• _DOCUMENT EXCERPT_
== Segment start ==
The park was created in 1987.
It has an area of 54380 ha including the protected marine and land areas.
Elevations range from 0 to 1400 m above sea level.
The park covers part of the Baudó mountains.
The Condoto, Condotico and Valle rivers and the Mundúquera stream originate in the park.

The climate is warm and humid, with mean temperatures from 23 to 30 C.
The average annual temperature at sea level is 28 C.
The park is in a region of Chocó that is one of the wettest areas of the world, with rainfall of up to 10,000 mm annually.
There is rain on over 300 days each year, with most rain in October and least rain in February.

==Marine environment==
There are coral reefs along the shore that contain 11 of the 16 species of coral recorded in the Pacific region, including branched corals of the Pocillopora and Porites genera, Psammocora stellata, three species of the genus Pavona and Gardineroseris planulata.
About 81 species of mollusks have been reported, including Eastern Pacific giant conch (Lobatus galeatus) and ark clams of the genus Anadara which provide food to the local communities.
There are over 180 species of fish ranging from tiny goby fish to the huge whale shark (Rhincodon typus).

Sea turtles come to the beaches in nesting season.
The olive ridley sea turtle (Lepidochelys olivacea) is the most common turtle nesting on the Cuevita beach, and there are sporadic records of other turtles such as leatherback sea turtle (Dermochelys coriacea), hawksbill sea turtle (Eretmochelys imbricata) and green sea turtle (Chelonia mydas).
Common bottlenose dolphin (Tursiops truncatus) and oceanic dolphins of the genus Stenella are present year round.
Occasional visitors include sperm whale (Physeter macrocephalus), killer whale (Orcinus orca) and Risso's dolphin (Grampus griseus).
== Segment end ==
• _SUPPLIED MATERIAL_
== Segment start ==
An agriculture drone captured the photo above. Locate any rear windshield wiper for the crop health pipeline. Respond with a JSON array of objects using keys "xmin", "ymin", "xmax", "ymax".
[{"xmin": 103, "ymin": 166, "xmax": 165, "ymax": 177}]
== Segment end ==
• _TASK LIST_
A. Answer these from the passage about the park:
(i) In what year was the park created?
(ii) In which month does the least rain fall?
(iii) Which turtle most commonly nests on the Cuevita beach?
B. Please copy the passage about the park word for word, starting with "It has an area" and going on through "the Baudó mountains.".
C. Carry on the passage about the park from its last sentence.

• _RESULTS_
A.
(i) 1987
(ii) February
(iii) The olive ridley sea turtle (Lepidochelys olivacea)

B.
It has an area of 54380 ha including the protected marine and land areas.
Elevations range from 0 to 1400 m above sea level.
The park covers part of the Baudó mountains.

C.
Humpback whales (Megaptera novaeangliae) visit from June to November.
They use Utría Cove to give birth from August to October.

==Forest environment==

Trees in the park include timber species as cohíba, the symbol of the Chocó Department, níspero, comino, abarco, ceiba, carbonero, guayacán, caracolí (used for building coastal boats) and oquendo (used by the black and indigenous communities for making crafts).
There are also palms such as chontaduro and mil pesos that are important sources of food for the local populations, and iraca which is used to make crafts.
There are various medicinal plants, and seven of the ten species of mangroves found on the Colombian Pacific coast.

Fauna in the forest include jaguar (Panthera onca), cougar (Puma concolor), brocket deer (genus Mazama), white-lipped peccary (Tayassu pecari), collared peccary (Pecari tajacu), mantled howler (Alouatta palliata), black-headed spider monkey (Ateles fusciceps), giant anteater (Myrmecophaga tridactyla), brown-throated sloth (Bradypus variegatus), lowland paca (Cuniculus paca) and Central American agouti (Dasyprocta punctata).
There are many reptiles and amphibians.
There are about 380 species of birds in all strata of the forest, a very high level of diversity.

==Visiting==

The park is open to the public.
It may be reached by a flight from Medellín to Bahía Solano or Nuquí.
From Bahía Solano there is a road to the village of El Valle, and then a walk to the park through humid tropical forest that takes about three hours.
The park may also be reached by boat from Buenaventura to Bahía Solano, Nuquí or El Valle, a trip that takes about 26 hours.
From there to the park by boat takes 30 to 50 minutes.
The park has an information center, a restaurant and cabins at the Jaibaná visitor center that can accommodate 31 people.

The Corporación Mano Cambiada, a non-profit community organization, provides ecotourism services.
There are several trails through the park of low to moderate difficulty.
The park has magnificent beaches, and visitors may swim, snorkel or scuba dive.
Visitors must carry identification and medical insurance, and must have been vaccinated for tetanus and yellow fever at least ten days before visiting the park.
Consumption of alcohol is prohibited.
Visitors must not bring pets, carry firearms, make noise that would disturb the environment, make fires or use aerosols or contaminants such as non-biodegradable soaps, and must remove solid waste they have generated when leaving the park.